## Teks Latihan
╔══
Pada aspek surveilans dan respons, Budi mengatakan, deteksi dini pasien jadi fokus utama dilakukan di pintu masuk negara ataupun wilayah. Daerah yang berisiko tinggi terinfeksi virus korona jenis baru (novel coronavirus/2019-nCoV) juga telah didentifikasi, yakni 19 wilayah yang memiliki akses langsung dari China ke Indonesia, baik dari udara, laut, dan lintas daratan.
Wilayah ini antara lain, Jakarta, Padang, Tarakan, Bandung, Jambi, Palembang, Denpasar, Surabaya, Batam, dan Manado.
Yang penting adalah kita harus meningkatkan kewaspadaan setinggi-tingginya, melakukan antisipasi dan pencegahan sehingga Indonesia betul-betul bisa terhindar dari wabah ini.
Secara teknis, deteksi dini akan dilakukan di pintu masuk negara seperti pelabuhan, bandara, dan pos lintas batas darat negara, dengan melakukan karantina, pemeriksaan alat angkut, pengendalian vektor, dan tindakan penyehatan. Untuk deteksi kasus virus korona jenis baru akan diawali dengan penemuan pasien yang mengalami gejala seperti demam, batuk, pilek, serta gangguan pernapasan yang berasal dari negara atau wilayah terjangkit. Caranya dengan memakai pemindai suhu tubuh dan wawancara dengan penumpang.
Jika ditemukan pasien yang memenuhi syarat itu, petugas Kantor Kesehatan Pelabuhan harus melakukan disinfeksi pada pasien dan merujuk ke rumah sakit rujukan terdekat. Pemerintah menyiapkan 100 rumah sakit rujukan di Indonesia untuk menangani kasus 2019-nCoV. Penumpang lain serta petugas yang berisiko karena ada kontak erat dengan pasien yang diduga terinfeksi juga diidentifikasi.
“HAC (kartu kewaspadaan kesehatan) juga akan dibagikan ke seluruh penumpang sebagai pengingat jika mengalami gejala infeksi setelah kedatangan. Kartu itu juga yang akan diserahkan ke petugas kesehatan sebagai penanda kewaspadaan penularan nCoV,” kata Budi.
Berdasarkan alur deteksi dini dan respons yang telah disusun, pasien yang dicurigai terinfeksi virus korona jenis baru akan diisolasi dan diambil spesimen tubuhnya melalui kultur daha (sputum) untuk diteliti di laboratorium Badan Penelitian dan Pengembangan Kesehatan Kemenkes. Biasanya, hasil pemeriksaan laboratorium itu bisa didapatkan selama dua hari.
╚══
## Tugas Kerja 1
Tulis ulang bagian teks tentang deteksi dini virus korona dari "Secara teknis, deteksi" sampai "wawancara dengan penumpang.", persis sama dengan aslinya.
## Tugas Kerja 2
Jawablah pertanyaan berikut berdasarkan teks tentang deteksi dini virus korona.
(a) Berapa jumlah wilayah yang diidentifikasi berisiko tinggi terinfeksi virus korona jenis baru?
(b) Berapa rumah sakit rujukan yang disiapkan pemerintah untuk menangani kasus 2019-nCoV?
(c) Berapa lama hasil pemeriksaan laboratorium biasanya bisa didapatkan?

## Data Latihan
╔══
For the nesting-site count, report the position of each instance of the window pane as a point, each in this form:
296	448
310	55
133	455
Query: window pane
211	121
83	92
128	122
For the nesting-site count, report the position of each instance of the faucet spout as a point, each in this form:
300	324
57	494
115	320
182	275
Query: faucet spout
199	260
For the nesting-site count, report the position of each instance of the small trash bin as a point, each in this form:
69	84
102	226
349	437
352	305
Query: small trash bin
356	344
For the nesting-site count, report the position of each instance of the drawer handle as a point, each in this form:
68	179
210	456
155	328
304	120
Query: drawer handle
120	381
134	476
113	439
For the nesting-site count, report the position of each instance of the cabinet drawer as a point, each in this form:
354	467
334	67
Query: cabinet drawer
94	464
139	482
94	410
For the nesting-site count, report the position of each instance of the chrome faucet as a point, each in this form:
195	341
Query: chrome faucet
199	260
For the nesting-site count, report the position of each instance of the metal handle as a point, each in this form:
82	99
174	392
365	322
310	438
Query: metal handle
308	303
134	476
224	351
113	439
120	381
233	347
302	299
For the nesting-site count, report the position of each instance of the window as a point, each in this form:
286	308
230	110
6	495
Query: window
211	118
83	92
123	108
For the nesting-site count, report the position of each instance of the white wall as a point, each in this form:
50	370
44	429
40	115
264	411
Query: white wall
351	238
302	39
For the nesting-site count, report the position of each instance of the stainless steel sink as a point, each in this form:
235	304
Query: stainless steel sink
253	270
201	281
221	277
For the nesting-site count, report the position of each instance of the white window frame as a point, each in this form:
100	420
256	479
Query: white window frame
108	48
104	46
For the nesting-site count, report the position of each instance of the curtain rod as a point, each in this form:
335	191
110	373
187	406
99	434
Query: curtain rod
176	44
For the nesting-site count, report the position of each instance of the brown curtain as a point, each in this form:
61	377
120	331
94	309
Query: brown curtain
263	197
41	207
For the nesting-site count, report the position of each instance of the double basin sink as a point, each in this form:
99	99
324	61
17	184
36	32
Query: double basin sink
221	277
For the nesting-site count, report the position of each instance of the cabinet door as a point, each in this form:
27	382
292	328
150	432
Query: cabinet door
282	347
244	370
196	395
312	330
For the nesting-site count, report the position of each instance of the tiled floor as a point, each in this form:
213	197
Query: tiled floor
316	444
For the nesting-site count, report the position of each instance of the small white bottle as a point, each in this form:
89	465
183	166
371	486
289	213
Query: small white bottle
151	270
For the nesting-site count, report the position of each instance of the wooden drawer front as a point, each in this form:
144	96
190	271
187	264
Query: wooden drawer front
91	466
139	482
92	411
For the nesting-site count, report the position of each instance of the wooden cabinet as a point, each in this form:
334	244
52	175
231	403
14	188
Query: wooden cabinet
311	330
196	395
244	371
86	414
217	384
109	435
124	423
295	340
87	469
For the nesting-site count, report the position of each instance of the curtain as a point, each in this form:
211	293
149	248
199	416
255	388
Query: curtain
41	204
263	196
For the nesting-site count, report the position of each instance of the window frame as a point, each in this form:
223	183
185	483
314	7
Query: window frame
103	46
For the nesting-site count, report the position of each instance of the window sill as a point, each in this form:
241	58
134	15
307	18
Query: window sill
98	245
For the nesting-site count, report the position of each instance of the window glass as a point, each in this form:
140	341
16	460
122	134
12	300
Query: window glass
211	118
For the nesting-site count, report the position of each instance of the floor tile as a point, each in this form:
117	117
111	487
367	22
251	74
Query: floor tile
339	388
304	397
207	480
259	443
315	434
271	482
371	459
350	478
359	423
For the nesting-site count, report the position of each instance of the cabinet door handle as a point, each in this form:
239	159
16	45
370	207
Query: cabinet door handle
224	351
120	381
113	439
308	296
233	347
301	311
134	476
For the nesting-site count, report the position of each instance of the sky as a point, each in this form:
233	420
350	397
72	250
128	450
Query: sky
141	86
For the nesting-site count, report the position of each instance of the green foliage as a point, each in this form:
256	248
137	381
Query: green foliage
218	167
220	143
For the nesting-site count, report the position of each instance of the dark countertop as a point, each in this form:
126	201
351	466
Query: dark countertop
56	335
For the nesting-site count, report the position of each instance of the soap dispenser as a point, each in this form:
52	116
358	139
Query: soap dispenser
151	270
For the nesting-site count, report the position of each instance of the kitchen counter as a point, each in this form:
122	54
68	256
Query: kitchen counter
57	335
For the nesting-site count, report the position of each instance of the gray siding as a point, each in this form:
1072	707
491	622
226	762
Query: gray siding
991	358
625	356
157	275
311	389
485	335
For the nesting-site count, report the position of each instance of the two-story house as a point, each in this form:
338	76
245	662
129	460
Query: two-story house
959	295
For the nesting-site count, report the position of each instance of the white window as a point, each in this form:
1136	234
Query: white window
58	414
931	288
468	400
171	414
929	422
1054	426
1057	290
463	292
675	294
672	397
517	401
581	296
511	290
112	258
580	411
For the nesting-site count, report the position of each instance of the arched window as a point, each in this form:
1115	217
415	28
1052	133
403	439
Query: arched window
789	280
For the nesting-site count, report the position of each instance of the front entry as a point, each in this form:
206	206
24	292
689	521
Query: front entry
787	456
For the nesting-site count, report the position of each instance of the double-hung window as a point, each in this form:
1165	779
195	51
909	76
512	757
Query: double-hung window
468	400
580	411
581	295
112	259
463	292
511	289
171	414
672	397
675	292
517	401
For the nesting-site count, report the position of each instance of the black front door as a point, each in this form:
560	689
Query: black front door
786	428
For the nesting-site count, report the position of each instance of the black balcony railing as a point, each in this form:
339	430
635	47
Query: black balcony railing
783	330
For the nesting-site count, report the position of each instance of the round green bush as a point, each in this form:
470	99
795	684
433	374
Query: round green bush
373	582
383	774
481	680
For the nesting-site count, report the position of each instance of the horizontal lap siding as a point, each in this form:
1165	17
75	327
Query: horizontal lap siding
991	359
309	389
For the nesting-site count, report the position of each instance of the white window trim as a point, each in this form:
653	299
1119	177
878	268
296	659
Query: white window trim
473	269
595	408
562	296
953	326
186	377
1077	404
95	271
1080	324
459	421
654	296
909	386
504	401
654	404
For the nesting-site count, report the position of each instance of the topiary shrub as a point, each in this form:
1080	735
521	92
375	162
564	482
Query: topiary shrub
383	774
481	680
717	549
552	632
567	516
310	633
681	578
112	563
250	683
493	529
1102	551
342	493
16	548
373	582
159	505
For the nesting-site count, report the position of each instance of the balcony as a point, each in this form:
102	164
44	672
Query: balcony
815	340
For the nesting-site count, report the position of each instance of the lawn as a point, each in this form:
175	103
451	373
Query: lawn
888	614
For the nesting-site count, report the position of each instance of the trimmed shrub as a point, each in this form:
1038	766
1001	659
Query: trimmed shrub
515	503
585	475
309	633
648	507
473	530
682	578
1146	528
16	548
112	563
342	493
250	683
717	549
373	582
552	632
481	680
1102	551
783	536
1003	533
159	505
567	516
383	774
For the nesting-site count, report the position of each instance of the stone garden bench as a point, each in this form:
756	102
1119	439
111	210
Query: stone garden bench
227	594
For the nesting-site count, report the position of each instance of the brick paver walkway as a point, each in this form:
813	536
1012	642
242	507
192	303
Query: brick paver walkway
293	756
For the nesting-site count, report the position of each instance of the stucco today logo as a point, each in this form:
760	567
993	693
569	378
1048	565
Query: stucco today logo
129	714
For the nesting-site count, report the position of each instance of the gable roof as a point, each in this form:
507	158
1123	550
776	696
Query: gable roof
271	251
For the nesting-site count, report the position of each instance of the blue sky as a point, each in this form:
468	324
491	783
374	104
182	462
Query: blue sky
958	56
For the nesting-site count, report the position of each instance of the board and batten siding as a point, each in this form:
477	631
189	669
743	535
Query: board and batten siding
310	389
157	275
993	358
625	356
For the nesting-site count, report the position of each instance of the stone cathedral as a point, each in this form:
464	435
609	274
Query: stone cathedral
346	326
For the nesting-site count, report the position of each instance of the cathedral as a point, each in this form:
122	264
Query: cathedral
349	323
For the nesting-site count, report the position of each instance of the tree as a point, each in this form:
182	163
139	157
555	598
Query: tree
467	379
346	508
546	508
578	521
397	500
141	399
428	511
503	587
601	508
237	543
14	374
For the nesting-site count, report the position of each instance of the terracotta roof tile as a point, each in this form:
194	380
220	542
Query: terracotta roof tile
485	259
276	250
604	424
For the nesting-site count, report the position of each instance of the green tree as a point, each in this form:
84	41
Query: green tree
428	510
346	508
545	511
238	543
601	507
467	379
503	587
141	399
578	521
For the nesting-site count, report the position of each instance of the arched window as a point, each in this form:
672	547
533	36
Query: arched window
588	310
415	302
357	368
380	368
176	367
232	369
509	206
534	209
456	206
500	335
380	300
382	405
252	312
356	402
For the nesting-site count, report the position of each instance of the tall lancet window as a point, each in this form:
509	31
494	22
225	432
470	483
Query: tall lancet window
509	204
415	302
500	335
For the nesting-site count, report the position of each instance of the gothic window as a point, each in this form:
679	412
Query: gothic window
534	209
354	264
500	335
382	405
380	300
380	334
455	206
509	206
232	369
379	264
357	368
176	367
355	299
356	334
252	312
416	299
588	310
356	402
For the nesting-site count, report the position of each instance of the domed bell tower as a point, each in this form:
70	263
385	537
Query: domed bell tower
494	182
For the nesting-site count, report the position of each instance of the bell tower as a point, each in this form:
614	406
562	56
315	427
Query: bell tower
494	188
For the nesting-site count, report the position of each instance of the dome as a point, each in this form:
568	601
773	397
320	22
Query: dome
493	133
╚══
## Penyelesaian Latihan 1
Secara teknis, deteksi dini akan dilakukan di pintu masuk negara seperti pelabuhan, bandara, dan pos lintas batas darat negara, dengan melakukan karantina, pemeriksaan alat angkut, pengendalian vektor, dan tindakan penyehatan. Untuk deteksi kasus virus korona jenis baru akan diawali dengan penemuan pasien yang mengalami gejala seperti demam, batuk, pilek, serta gangguan pernapasan yang berasal dari negara atau wilayah terjangkit. Caranya dengan memakai pemindai suhu tubuh dan wawancara dengan penumpang.

## Penyelesaian Latihan 2
(a) 19 wilayah.
(b) 100 rumah sakit rujukan.
(c) Dua hari.